**Provided data**
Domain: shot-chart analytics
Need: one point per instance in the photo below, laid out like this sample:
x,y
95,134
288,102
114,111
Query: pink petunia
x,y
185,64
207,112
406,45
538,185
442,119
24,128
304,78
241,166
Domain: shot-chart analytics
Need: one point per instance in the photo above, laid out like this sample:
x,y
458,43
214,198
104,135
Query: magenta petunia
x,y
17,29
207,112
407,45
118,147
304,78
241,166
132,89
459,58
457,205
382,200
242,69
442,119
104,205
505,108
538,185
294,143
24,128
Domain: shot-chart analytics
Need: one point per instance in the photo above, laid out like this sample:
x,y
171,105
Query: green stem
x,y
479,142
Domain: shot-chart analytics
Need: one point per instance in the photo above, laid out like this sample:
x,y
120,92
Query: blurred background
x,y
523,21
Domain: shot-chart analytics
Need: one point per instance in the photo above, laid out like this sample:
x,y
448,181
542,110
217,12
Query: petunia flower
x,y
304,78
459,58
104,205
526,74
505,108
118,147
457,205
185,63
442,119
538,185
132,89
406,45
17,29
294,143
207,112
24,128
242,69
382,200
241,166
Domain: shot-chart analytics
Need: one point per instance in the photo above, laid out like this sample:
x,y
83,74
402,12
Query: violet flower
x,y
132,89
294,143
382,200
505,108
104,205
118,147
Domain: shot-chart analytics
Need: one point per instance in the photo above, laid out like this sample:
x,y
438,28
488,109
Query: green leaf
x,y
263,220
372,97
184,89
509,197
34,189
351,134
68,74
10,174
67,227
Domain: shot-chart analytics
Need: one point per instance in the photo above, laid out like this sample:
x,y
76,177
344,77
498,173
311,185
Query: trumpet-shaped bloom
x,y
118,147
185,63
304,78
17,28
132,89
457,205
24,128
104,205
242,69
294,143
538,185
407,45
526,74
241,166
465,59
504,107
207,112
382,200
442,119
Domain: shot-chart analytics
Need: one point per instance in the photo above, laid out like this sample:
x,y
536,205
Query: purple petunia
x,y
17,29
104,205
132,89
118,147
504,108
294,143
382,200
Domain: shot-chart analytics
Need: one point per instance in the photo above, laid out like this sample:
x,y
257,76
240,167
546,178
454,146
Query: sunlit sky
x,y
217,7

**Try it**
Only one span is to be repeated: the line with "Query: green leaf" through the final line of the entries above, word for word.

**Response for this exercise**
Query: green leaf
x,y
263,220
372,97
184,89
509,197
34,189
351,134
68,74
10,174
67,227
Domain: shot-chart analytics
Need: one point per instance in the photo above, laid out like this sample:
x,y
76,177
344,77
498,173
311,185
Query: trumpet-shaped bloom
x,y
118,147
185,63
304,78
17,28
132,89
457,205
24,128
104,205
242,69
294,143
538,185
407,45
526,74
241,166
465,59
504,107
207,112
382,200
442,119
Domain: shot-chart analytics
Need: one point per instance in the photo above, laid out like this sample:
x,y
536,205
Query: purple petunia
x,y
17,29
104,205
132,89
118,147
504,108
294,143
382,200
Domain: shot-chart analytics
Need: one point per instance in the photo above, laid out like this sample:
x,y
257,76
240,167
546,178
454,146
Query: sunlit sky
x,y
217,7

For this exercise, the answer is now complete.